The request: Name every river and lake mentioned in the steelhead fishing text below.

Excerpt provided:
%%
Chris Thompson (L) and Terry Uhl (R) ready to fish the Rocky River (pic: Brian Bull)
Chris Thompson (L) and Terry Uhl (R) ready to fish the Rocky River (pic: Brian Bull)

“My name is Chris Thompson, this morning we’re going to chase some steelhead.

“The weather is known as ‘steelhead gray’: Overcast, misty, about 40 degrees. Which means it’s about perfect.

“So this is one of my fly rods. It’s 10 feet long. It’s known as a seven-weight. Which defines the kind of fly line that’s on it. Steelhead are very popular fish because they fight tougher than just about any other freshwater fish out there. They like to jump out of the water when hooked so they provide an aerial show.

“One of the things that makes steelhead so fun to catch is how beautiful they are. They have a pink stripe, either a pink or bright red gill plate, a green back with black dots on it. and the main course of the fish is bright silver. So if you get a fish fresh from Lake Erie, the saying is, ‘It’s silver as a dime.’

“I usually don’t weigh them, I usually don’t measure them, I usually don’t keep them. They’re kind enough to allow me to interrupt their day, and then I try to let them go as quick as I can.”


“My name is Terry Uhl, I’m a 25-year plus resident of Cleveland. And one of the joys of moving to this area many years ago, was knowing what kind of outdoor resources there were. To have the Rocky River on the West Side and the Chagrin River on the East Side near where I live, is as good as anything I could find in Colorado or Wisconsin.

“Literally as you’re entering the river, and I’m walking in now, you gotta look for the pockets where the steelhead would be waiting almost literally with their mouths open, for any food to come down as the river heads towards Lake Erie.
%%
Recorded data:
%%
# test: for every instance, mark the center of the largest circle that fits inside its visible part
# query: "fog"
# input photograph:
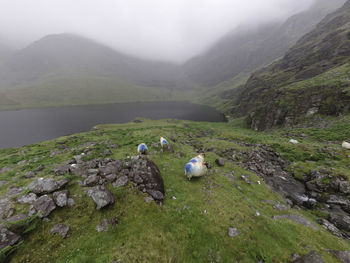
%%
Full output:
- Rocky River
- Chagrin River
- Lake Erie